SELECTED EXCERPT:
************
In its 100-year existence Paris' majestic Grand Palais museum has never hosted anything like it -- a battery of barmy Heath Robinson contraptions that clang, creak, explode and generally make people laugh.
Most museum goers spend an hour or two at an exhibition. At the "Grand Repertoire" they stay entire afternoons, entranced by a world where pigs really do fly.
"Ladies and gentlemen," announces Mitch, an actor and contraption designer from Marseille. "The Hale Bopp comet."
"This comet is mounted on a 1950s British BSA motorbike. It has an 18-horse-power engine. I counted the horses this morning."
He straddles the spluttering engine, revs hard and the comet shoots 12 metres up into the air. The audience gasps.
"I've been five years old again for the past two hours," smiles 41-year-old spectator Marie, brushing flecks of soapy snow out of her hair.
"Ah yes, the snow machine," recalls Jacky, another actor-cum-mechanical wizard, struggling out of a battery-powered skirt that whirls like a dervish while he stands still.
************
DATA EXCERPT:
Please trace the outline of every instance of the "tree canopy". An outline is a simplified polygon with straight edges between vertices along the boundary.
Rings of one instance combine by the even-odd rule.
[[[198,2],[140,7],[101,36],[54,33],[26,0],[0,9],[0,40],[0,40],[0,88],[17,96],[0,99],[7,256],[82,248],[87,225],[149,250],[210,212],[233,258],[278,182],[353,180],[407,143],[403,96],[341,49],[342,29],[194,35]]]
************
Write out everything from "In its 100-year" down to "The audience gasps." in the Grand Palais passage, switching "comet" to "rocket".

In its 100-year existence Paris' majestic Grand Palais museum has never hosted anything like it -- a battery of barmy Heath Robinson contraptions that clang, creak, explode and generally make people laugh.
Most museum goers spend an hour or two at an exhibition. At the "Grand Repertoire" they stay entire afternoons, entranced by a world where pigs really do fly.
"Ladies and gentlemen," announces Mitch, an actor and contraption designer from Marseille. "The Hale Bopp rocket."
"This rocket is mounted on a 1950s British BSA motorbike. It has an 18-horse-power engine. I counted the horses this morning."
He straddles the spluttering engine, revs hard and the rocket shoots 12 metres up into the air. The audience gasps.